= Extract provided =
========================================================================
Every sportsbook shows betting odds, but they don't all show them the same way. Open a US site and you'll see numbers like +150 or -200. Check a European site and those same bets might read 2.50 or 1.50. A British bookmaker will probably show them as 6/4 or 1/2. Same bets. Three totally different formats.
Betting odds tell you two things at once: how much you stand to win and how likely the sportsbook thinks an outcome is — and once you understand that, American, decimal, and fractional formats are just three languages saying the same thing.
This guide walks you through each format, how to read it in seconds, how to convert between them, and how to spot which one gives you the clearest picture for the kind of bets you like to make. By the end, you'll never stare at a line again wondering what the hell it means.
Key Takeaways
- American odds use +/- to show the underdog and favorite; decimal odds show your total payout per $1 staked; fractional odds show profit only, relative to your stake.
- All three formats give you the same implied probability — the sportsbook's read on how likely something is to happen — just expressed differently.
- Decimal is easiest for quick math and comparing lines across books, which is why most sharp bettors default to it regardless of where they live.
What Betting Odds Actually Tell You
Before you pick a format, you need to understand what odds are really doing. Every number on a sportsbook is a translation of probability into payout. The sportsbook sets a number that reflects their estimate of the outcome, bakes in their margin (the juice), and that number becomes your odds.
========================================================================
= Exercise objective =
Continue the guide to reading betting odds from where it stops.

= Source excerpt =
========================================================================
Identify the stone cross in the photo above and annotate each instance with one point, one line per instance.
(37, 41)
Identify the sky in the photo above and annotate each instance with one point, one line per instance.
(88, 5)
========================================================================
= Answer for this exercise =
Odds are priced probability
Think of odds as a price tag on an outcome. A heavy favorite is "expensive" — you pay a lot to win a little because the book thinks it's very likely to happen. A long shot is "cheap" — you risk a little to win a lot because the book thinks it probably won't happen.
This is why a smart bettor cares less about who wins and more about whether the price is right. Finding odds that offer better payouts than the true probability justifies is where real edge comes from.
The vig is built into every line
No matter which format you read, the sportsbook has already taken their cut. That's the vig, also called juice or margin. A pick'em game where both teams are truly 50/50 won't be priced at +100/+100. It'll be priced at -110/-110. That 10 cents on each side is how the book pays the bills.
Understanding this upfront matters because implied probabilities across both sides of a bet will always add up to more than 100%. The extra is the book's take. Knowing that helps you compare books and spot softer lines.
Why three formats exist
History and geography, mostly. American sportsbooks grew up on moneyline numbers. European books standardized around decimals because they're cleaner for parlays and live betting. British bookmakers kept fractional odds because that's how the horse racing industry has quoted prices for over a century.
There's no "right" format. They're all doing the same job, and most modern sportsbooks let you toggle between them in your account settings.
How American Odds Work
American odds, sometimes called moneyline odds, are built around a $100 reference point. The number you see tells you either what you'd risk to win $100 or what you'd win by risking $100, depending on the sign in front of it.
Reading negative (-) American odds
A minus sign means the team or outcome is favored. The number tells you how much you need to risk to win $100. So -150 means you bet $150 to profit $100. If you win, you get back your $150 stake plus $100 profit, for $250 total.
You don't need to bet in $100 chunks, of course. The ratio scales. At -150, a $30 bet returns $20 profit ($50 total). At -200, a $20 bet returns $10 profit. The bigger the negative number, the heavier the favorite and the less you win per dollar risked.
Reading positive (+) American odds
A plus sign means the team or outcome is the underdog. The number tells you how much profit you get from a $100 bet. So +150 means risking $100 returns $150 in profit, giving you $250 total including your stake back.
The simplest way to read American odds: the minus number is what you risk to win $100, the plus number is what you win by risking $100.
A +300 underdog pays $300 profit on a $100 stake. A +500 long shot pays $500. The bigger the positive number, the bigger the underdog and the bigger the potential payout.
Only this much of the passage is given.